START PAGE EXTRACT
Humility is demanded of every Christian because none of us
became part of the Body of Christ based on our own merit or
abilities. It was God Himself in His great mercy that redeemed
you and made you part of this body. Every person is born
spiritually dead and by nature are "children of wrath"
as well as "slaves to sin" (Eph. 2:3; Rom. 6).
Salvation comes when God in His great love makes us alive
together with Christ and adopts us as His children (Eph. 2; 1
John 3:1). We become aliens to this world (1 Peter 2:11), and a
process of complete transformation begins. We are made into new
creatures (2 Cor. 5:17) and transferred from Satan’s realm
into Christ’s kingdom (Col. 1:13). We develop new desires,
attitudes and actions as our minds are renewed (Rom. 12:2). It is
God in His grace that brings us into the fellowship of the saints
and makes us part of the body of Christ. God is also the one that
equips us to serve Him, so there is no basis on which the
Christian can be proud or boastful in Himself.

Ephesians 2:10 tells us directly that "We are His
workmanship, created in Christ Jesus for good works, which God
prepared beforehand, that we should walk in them."
As we
saw a couple of weeks ago in our brief overview of 1 Cor. 12, the
gifts, ministry and effectiveness of that ministry are according
to God’s own will for His own purposes. Turn again to 1 Cor.
12 and look at verses 4-6.
END PAGE EXTRACT
START DATASET ENTRIES
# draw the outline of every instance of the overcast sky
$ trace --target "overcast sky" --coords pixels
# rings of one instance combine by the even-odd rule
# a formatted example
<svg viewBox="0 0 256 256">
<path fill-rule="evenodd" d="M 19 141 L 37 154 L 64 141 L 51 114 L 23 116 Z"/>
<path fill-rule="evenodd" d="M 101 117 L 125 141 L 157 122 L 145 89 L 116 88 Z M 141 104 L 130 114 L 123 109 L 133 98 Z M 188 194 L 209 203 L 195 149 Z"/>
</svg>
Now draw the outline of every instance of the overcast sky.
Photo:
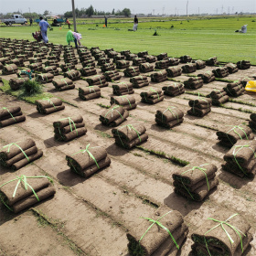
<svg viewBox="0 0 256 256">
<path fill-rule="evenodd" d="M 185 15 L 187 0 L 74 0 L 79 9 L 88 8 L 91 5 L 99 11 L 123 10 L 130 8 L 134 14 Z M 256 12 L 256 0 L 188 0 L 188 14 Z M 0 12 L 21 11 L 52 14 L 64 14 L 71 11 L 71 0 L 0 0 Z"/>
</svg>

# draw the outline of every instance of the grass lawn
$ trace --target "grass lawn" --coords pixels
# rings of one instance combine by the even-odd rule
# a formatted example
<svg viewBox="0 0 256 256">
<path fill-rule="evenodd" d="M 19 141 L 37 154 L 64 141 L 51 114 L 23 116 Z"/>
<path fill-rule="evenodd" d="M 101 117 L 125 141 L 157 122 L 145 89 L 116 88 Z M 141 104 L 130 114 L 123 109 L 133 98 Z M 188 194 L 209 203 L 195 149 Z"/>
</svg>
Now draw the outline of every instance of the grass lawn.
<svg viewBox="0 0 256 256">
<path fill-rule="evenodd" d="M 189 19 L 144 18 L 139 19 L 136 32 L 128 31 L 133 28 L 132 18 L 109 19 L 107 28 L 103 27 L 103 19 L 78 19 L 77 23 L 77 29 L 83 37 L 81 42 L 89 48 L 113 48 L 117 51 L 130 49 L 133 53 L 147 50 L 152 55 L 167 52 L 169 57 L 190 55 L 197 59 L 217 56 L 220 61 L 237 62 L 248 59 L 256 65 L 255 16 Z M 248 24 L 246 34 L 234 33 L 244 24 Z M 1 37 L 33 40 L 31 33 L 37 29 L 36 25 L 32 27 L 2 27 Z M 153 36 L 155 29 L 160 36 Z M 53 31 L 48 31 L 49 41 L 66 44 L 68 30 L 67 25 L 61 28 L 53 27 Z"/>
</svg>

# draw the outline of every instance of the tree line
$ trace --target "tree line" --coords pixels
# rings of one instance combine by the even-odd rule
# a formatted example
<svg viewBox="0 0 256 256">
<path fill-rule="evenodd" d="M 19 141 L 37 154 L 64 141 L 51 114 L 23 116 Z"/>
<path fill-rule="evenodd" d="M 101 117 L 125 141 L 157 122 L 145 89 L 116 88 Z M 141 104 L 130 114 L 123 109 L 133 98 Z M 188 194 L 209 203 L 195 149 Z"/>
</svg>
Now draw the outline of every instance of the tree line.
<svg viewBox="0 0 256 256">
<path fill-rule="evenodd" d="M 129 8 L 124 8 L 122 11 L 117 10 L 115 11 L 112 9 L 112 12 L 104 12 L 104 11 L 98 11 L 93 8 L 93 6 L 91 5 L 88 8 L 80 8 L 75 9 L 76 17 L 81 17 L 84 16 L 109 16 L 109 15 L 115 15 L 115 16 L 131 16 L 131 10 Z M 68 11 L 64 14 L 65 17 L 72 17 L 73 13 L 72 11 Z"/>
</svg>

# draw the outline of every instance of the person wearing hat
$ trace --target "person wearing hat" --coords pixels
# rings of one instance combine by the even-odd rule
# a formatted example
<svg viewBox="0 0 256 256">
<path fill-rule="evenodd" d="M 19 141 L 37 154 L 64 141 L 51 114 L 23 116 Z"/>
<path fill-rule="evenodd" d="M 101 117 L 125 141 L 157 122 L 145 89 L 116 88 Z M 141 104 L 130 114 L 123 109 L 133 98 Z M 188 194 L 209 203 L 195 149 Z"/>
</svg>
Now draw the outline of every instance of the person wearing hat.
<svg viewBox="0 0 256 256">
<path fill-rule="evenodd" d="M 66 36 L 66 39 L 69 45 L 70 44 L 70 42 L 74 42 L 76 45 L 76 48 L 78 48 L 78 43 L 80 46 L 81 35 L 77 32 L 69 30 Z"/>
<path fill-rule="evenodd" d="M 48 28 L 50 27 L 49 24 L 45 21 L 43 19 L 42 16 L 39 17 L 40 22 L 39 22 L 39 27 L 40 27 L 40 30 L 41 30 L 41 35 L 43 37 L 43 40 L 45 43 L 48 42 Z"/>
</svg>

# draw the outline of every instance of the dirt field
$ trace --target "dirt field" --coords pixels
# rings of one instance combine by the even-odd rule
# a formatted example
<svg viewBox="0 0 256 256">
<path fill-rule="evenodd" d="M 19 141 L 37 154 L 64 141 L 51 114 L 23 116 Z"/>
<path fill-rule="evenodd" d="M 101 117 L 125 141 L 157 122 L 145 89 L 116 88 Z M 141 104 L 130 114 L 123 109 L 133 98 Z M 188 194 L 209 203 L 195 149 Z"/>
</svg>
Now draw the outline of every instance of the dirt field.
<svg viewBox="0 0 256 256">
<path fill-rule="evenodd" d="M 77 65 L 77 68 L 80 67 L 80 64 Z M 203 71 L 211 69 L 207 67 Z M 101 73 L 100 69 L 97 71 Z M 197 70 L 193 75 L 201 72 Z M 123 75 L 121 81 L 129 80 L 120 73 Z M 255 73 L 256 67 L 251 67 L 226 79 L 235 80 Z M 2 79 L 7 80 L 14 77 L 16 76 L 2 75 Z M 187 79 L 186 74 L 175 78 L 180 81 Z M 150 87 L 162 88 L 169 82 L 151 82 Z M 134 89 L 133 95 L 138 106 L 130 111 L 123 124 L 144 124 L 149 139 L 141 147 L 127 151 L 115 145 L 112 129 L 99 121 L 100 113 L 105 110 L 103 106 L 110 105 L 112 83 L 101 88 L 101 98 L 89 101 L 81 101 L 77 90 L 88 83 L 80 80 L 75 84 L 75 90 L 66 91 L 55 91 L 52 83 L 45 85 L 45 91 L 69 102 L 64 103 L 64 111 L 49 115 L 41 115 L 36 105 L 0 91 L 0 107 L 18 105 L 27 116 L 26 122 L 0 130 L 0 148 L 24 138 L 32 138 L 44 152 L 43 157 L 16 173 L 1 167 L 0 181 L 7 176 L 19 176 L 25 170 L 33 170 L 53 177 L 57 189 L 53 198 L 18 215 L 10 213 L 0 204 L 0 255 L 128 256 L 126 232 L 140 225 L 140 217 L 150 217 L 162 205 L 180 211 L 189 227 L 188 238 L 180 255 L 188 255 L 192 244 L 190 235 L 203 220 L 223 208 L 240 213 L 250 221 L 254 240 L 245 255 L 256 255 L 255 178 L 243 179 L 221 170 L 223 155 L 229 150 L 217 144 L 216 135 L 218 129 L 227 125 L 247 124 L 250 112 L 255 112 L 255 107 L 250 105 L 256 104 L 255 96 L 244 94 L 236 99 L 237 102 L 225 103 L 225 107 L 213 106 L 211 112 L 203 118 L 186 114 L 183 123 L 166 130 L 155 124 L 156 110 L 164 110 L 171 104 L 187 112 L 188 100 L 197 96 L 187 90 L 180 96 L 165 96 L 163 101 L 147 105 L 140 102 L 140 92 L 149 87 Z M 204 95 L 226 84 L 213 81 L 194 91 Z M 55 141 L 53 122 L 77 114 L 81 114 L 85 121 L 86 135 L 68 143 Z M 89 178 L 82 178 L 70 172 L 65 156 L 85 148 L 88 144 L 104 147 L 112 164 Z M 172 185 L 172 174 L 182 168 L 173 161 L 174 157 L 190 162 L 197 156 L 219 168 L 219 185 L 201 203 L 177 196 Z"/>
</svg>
END DATASET ENTRIES
• EXERCISE TASK A: According to the passage on Christian humility, which verse is cited for being transferred from Satan's realm into Christ's kingdom?
• EXERCISE TASK B: Using the passage on Christian humility, explain why humility is demanded of every Christian.

• TASK OUTPUT A: Col. 1:13

• TASK OUTPUT B: No one became part of the Body of Christ through their own merit or abilities. God in His mercy redeemed them and made them part of it. God also equips them to serve Him, so a Christian has no basis for pride or boasting.